▸ Text under study:
In biopsies taken four to five months following carrier insertion, more evidence of bone formation was noted with trabeculae that contained gBSG particles. The bone formed was mainly woven but partly lamellar in type. There were numerous (CD14+/ CD68+) macrophage-like mononuclear cells with plump cytoplasm and multinucleated giant cells, both of which contained gBSG particles. Giant cells on the surface of newly formed mineralised osteoid and woven bone expressed an osteoclast phenotype (CD68+/CD14-).

In later biopsies (up to two years), there were increased numbers of larger bone trabeculae within well-vascularised reparative fibrous tissue containing gBSG particles; bone trabeculae formed were composed of woven and lamellar bone although more lamellar bone was seen in biopsies >5 months after carrier insertion (Figure 4d). gBSG particles were often incorporated into formed lamellar and woven bone trabeculae. In poorly vascularised areas containing gBSG, principally at the centre of the filled void, there was no osteoid/new bone formation. Surrounding both the void and covering reparative fibrous tissue containing gBSG-associated newly formed bone, there was prominent reactive host cancellous bone.

▸ Extracted entries:
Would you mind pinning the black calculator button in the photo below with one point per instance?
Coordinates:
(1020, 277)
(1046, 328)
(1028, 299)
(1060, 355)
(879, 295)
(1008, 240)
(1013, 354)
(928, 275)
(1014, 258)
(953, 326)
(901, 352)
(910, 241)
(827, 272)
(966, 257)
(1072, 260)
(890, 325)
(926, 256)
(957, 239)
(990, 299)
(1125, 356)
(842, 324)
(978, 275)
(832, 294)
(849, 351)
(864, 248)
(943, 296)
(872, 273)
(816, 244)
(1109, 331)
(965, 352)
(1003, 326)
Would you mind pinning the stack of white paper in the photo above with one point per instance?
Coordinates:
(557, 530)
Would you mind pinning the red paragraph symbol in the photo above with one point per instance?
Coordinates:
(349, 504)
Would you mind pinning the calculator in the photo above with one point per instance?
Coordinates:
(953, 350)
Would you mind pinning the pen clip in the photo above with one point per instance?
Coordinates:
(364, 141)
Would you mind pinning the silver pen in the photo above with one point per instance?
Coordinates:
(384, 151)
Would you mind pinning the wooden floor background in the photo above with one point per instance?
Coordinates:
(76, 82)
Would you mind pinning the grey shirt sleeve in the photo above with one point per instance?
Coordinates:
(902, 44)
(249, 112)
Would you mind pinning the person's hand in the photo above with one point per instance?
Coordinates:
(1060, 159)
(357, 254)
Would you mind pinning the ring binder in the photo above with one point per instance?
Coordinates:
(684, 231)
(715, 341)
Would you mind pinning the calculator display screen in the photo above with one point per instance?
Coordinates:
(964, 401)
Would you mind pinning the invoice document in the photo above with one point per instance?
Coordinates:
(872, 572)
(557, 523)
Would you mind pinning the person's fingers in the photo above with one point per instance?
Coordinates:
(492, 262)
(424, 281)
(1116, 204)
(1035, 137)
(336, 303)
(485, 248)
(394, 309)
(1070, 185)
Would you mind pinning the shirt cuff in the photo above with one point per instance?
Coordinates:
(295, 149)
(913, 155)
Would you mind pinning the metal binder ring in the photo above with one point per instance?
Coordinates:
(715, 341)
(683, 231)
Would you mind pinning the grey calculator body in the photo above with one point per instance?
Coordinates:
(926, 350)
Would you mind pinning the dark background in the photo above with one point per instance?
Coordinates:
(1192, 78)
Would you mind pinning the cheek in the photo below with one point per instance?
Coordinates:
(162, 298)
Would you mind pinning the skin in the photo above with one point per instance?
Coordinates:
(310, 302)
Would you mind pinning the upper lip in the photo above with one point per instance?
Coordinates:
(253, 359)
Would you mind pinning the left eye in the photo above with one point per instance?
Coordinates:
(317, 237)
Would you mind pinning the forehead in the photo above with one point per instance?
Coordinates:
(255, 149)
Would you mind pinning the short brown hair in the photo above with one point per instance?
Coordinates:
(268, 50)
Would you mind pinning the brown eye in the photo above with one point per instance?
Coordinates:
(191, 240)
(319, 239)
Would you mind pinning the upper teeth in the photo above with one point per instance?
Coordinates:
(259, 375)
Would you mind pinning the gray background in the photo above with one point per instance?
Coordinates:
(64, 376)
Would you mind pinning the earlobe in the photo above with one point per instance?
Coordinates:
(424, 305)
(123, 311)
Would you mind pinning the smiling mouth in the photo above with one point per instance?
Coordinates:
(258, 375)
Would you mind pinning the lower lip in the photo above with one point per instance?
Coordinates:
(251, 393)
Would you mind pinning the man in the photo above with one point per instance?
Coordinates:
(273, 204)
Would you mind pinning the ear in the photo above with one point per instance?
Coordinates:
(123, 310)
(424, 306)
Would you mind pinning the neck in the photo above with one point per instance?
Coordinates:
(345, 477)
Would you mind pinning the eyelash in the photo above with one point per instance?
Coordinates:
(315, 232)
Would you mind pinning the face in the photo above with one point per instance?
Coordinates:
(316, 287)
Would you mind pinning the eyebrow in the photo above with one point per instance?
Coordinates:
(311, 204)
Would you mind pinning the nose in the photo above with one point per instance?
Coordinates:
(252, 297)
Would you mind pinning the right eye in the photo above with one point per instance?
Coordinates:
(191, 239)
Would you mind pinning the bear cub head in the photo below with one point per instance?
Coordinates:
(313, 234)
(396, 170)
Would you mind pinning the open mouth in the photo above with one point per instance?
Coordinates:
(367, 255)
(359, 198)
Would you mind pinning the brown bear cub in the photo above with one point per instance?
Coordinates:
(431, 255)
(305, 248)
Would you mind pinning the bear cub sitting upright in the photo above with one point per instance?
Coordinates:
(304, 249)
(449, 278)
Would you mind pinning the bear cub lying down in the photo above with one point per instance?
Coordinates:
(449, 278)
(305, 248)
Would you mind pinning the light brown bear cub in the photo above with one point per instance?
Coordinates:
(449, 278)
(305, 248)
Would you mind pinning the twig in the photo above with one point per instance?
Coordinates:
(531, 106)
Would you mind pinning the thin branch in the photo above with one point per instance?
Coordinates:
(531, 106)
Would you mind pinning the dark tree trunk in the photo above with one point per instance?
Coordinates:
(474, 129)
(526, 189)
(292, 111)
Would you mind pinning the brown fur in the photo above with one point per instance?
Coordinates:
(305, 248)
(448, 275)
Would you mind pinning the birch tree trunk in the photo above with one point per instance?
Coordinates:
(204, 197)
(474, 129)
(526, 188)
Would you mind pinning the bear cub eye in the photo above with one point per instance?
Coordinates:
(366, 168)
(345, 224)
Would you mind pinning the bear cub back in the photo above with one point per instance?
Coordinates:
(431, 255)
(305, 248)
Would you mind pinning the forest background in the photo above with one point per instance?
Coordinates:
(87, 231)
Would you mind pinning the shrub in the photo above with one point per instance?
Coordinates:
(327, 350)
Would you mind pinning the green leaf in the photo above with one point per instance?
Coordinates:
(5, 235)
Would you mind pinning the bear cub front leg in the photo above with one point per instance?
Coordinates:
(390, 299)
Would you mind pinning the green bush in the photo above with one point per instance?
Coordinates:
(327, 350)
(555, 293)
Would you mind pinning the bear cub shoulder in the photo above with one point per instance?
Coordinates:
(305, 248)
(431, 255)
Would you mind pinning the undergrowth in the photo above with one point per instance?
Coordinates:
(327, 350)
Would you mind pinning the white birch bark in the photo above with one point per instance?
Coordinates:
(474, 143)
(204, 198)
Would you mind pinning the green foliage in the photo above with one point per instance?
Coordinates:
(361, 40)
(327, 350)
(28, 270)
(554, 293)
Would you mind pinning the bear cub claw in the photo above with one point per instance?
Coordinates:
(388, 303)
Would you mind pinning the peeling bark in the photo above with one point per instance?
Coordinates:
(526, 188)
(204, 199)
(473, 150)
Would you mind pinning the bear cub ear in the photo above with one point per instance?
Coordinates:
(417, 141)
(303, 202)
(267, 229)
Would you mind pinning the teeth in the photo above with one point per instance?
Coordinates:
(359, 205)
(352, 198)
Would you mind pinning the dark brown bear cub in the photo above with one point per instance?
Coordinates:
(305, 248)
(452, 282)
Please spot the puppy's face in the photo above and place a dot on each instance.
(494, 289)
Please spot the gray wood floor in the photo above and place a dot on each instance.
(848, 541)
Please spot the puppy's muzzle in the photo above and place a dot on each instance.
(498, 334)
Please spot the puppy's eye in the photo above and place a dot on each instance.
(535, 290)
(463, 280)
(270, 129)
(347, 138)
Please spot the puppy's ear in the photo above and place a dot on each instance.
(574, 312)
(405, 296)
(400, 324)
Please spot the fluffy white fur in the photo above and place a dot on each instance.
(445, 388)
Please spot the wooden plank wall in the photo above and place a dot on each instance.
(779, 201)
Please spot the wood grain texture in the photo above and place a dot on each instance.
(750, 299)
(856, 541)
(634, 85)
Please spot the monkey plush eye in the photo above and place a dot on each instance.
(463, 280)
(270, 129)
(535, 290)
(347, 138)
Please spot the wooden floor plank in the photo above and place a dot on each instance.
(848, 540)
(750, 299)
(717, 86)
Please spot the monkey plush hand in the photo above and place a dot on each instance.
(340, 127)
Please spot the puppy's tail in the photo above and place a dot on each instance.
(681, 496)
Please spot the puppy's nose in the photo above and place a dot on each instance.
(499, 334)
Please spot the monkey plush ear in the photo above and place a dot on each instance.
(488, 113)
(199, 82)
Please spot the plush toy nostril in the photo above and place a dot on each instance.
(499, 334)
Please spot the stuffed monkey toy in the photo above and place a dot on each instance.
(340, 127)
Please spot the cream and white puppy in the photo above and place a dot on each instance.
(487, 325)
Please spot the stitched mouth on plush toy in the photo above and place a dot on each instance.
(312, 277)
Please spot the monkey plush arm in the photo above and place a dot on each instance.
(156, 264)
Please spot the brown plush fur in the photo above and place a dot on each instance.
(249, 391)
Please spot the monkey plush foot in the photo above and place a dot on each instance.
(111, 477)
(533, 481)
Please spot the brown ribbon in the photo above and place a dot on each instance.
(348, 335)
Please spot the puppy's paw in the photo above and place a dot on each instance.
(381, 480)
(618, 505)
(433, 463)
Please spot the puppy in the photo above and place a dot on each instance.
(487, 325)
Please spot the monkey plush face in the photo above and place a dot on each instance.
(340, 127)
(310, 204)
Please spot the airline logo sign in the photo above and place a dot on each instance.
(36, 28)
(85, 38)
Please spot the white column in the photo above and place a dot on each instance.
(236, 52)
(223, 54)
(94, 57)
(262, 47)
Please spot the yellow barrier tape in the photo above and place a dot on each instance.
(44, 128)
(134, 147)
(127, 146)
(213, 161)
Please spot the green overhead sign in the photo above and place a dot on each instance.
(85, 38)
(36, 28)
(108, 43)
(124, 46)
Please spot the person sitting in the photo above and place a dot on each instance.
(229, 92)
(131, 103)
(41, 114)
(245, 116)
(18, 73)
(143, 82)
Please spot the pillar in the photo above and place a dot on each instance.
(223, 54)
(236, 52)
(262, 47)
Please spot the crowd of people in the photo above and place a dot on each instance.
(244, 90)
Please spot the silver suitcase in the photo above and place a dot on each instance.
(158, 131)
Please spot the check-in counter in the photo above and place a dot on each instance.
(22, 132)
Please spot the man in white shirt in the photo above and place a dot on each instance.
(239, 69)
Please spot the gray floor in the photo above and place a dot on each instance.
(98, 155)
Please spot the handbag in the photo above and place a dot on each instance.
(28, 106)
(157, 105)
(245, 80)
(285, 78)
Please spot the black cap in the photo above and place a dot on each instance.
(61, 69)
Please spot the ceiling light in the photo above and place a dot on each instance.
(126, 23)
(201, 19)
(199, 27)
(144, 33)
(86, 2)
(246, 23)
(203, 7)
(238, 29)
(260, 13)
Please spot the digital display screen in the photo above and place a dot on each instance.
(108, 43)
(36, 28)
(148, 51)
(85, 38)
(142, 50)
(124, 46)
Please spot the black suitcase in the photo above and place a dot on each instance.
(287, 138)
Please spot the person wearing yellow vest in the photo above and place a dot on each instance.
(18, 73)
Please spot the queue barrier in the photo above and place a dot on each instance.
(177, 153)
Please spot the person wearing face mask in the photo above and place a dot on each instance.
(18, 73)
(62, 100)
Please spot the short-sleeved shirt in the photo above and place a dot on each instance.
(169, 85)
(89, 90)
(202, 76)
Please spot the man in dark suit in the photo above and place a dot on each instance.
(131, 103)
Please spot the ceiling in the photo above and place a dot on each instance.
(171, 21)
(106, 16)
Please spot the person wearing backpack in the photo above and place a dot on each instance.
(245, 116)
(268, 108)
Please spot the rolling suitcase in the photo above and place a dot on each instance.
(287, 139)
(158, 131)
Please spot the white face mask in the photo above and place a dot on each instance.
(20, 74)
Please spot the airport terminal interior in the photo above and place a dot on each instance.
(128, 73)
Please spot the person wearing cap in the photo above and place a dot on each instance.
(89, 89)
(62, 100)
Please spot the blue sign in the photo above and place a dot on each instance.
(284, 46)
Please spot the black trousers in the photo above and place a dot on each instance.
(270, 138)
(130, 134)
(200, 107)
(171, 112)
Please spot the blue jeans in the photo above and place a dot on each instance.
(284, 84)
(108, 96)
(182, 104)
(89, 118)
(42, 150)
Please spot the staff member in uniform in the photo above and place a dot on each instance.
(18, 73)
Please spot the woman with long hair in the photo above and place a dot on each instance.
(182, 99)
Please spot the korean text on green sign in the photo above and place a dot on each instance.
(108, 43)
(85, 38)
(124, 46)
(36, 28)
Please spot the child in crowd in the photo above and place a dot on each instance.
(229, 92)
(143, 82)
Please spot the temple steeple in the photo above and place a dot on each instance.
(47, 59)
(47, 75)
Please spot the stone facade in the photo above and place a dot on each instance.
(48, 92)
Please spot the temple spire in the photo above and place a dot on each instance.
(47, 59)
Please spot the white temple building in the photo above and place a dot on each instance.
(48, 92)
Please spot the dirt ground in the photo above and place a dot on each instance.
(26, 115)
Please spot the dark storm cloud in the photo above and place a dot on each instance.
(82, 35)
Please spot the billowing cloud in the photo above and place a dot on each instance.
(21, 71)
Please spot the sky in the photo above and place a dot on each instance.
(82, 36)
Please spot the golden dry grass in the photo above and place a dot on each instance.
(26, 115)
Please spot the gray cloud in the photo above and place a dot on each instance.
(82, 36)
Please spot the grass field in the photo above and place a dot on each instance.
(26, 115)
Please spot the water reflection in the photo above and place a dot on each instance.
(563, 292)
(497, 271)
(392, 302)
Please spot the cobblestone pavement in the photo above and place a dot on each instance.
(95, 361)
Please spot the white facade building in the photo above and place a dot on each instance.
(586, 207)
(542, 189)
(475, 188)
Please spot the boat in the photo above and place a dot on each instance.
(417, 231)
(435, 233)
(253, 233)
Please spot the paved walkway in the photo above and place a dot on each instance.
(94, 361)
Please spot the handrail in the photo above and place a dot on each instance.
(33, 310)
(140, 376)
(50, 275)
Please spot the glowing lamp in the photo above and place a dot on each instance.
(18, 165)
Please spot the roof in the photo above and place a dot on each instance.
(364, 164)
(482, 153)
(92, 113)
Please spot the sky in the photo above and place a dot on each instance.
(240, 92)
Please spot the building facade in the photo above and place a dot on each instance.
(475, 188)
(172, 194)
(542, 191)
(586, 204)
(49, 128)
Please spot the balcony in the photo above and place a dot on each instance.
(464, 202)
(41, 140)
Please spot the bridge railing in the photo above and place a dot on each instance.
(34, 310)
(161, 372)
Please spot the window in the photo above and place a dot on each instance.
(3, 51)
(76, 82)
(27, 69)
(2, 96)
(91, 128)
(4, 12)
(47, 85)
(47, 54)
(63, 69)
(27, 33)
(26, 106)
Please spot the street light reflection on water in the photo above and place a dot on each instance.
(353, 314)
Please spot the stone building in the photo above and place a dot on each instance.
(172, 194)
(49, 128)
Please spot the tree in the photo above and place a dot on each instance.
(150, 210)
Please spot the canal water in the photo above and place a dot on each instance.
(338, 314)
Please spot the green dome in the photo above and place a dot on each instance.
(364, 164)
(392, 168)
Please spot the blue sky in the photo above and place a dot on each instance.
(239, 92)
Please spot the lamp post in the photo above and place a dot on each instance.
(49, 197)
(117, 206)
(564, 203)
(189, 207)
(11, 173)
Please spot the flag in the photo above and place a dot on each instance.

▸ Aim of the exercise: Set down the passage on bone formation around gBSG particles word for word, beginning at the words "In later biopsies" and stopping after the words "host cancellous bone.".

▸ Result of this exercise:
In later biopsies (up to two years), there were increased numbers of larger bone trabeculae within well-vascularised reparative fibrous tissue containing gBSG particles; bone trabeculae formed were composed of woven and lamellar bone although more lamellar bone was seen in biopsies >5 months after carrier insertion (Figure 4d). gBSG particles were often incorporated into formed lamellar and woven bone trabeculae. In poorly vascularised areas containing gBSG, principally at the centre of the filled void, there was no osteoid/new bone formation. Surrounding both the void and covering reparative fibrous tissue containing gBSG-associated newly formed bone, there was prominent reactive host cancellous bone.